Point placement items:
◆ ◆ ◆ ◆ ◆
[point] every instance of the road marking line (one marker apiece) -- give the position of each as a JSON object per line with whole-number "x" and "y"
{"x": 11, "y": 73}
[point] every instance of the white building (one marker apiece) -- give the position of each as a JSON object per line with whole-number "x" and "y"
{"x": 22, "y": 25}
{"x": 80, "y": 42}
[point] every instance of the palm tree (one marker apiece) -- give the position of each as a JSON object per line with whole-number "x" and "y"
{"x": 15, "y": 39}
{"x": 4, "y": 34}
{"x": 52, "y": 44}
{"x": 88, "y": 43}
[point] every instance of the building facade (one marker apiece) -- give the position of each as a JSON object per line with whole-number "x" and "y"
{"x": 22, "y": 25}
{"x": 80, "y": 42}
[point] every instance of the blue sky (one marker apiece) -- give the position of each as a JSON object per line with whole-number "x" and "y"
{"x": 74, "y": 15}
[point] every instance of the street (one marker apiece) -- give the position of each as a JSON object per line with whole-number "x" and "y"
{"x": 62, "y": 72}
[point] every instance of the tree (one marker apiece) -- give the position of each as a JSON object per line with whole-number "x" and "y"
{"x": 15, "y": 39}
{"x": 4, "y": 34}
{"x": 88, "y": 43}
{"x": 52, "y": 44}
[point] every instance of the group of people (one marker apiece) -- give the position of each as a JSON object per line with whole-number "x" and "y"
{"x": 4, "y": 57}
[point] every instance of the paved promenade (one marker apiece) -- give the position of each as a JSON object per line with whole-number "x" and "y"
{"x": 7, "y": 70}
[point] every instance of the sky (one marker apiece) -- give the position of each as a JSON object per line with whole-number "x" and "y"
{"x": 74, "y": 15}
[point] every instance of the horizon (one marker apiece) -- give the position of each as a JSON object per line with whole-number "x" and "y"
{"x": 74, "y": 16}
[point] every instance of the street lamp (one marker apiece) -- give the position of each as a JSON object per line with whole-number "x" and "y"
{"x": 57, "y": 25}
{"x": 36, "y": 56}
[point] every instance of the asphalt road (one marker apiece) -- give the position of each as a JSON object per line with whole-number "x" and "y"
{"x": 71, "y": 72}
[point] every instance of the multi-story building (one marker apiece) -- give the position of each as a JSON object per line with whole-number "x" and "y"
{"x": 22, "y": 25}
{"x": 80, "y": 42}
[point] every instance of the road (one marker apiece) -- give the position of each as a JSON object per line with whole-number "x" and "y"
◆ ◆ ◆ ◆ ◆
(GIVEN PROBLEM)
Write out the part of the items that opens with the line containing "[point] every instance of the multi-story" and runs through the end of the items, swapping "marker" for "dot" and leaving everything else the same.

(THE OUTPUT)
[point] every instance of the multi-story building (one dot apiece) -- give the position of each as a JSON object per line with whole-number "x" and "y"
{"x": 22, "y": 25}
{"x": 80, "y": 42}
[point] every instance of the road (one dot apiece) -- give the position of each as a JSON object per line with whole-number "x" and "y"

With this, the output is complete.